"""
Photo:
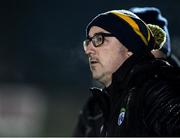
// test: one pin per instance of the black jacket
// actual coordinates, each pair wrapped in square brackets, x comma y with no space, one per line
[139,102]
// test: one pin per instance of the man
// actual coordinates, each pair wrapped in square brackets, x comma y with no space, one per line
[137,100]
[153,15]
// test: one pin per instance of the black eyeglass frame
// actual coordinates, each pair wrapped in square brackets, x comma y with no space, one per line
[89,39]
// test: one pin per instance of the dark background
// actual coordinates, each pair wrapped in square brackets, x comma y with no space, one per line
[41,46]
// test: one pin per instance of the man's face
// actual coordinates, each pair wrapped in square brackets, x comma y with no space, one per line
[105,59]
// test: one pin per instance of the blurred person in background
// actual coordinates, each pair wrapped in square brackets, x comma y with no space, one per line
[152,15]
[137,99]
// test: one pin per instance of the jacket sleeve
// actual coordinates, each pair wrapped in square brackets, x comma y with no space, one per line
[162,108]
[87,119]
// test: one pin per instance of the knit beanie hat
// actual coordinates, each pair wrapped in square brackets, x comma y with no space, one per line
"""
◆ Short exercise: Rewrite all the rows above as a JSON list of strings, one string per line, with blank lines skipped and the pictures left out.

◆ Expected answer:
[
  "Photo:",
  "// test: one pin per instance of the black jacket",
  "// actual coordinates, each pair wrapped in square brackets, x comma y with no space, one per line",
  "[139,102]",
  "// test: one pin per instance of the man",
  "// actual coordinates, each pair wrapped in square brackets, x comma y with no space, one per line",
  "[137,100]",
  "[153,15]",
  "// test: one pin per instance of the black eyeglass frame",
  "// actual coordinates, each pair wrapped in square brackets, x comma y with no space, one per line",
  "[89,39]",
  "// test: one pin per instance of the dark background",
  "// actual coordinates, each pair wrapped in square brackets, x comma y with no space, one per line",
  "[41,46]",
  "// test: one pin per instance of the man's face",
  "// actual coordinates, each pair wrapped in square brackets, x comma y with no space, one per line",
  "[105,59]",
  "// test: one pin per instance of the blurred person in background",
  "// actual coordinates, each pair wrapped in square brackets, x comma y with no space, one per line",
  "[152,15]",
  "[137,99]",
  "// test: one pin per instance of the jacket sleeve",
  "// actual coordinates, each pair wrapped in square brackets, x comma y with no space, one per line",
  "[162,108]",
  "[87,119]",
  "// test: one pin per instance of the knit beanie hat",
  "// actual coordinates, each pair wrapped in square brackets, x comma y with no space, one per line"
]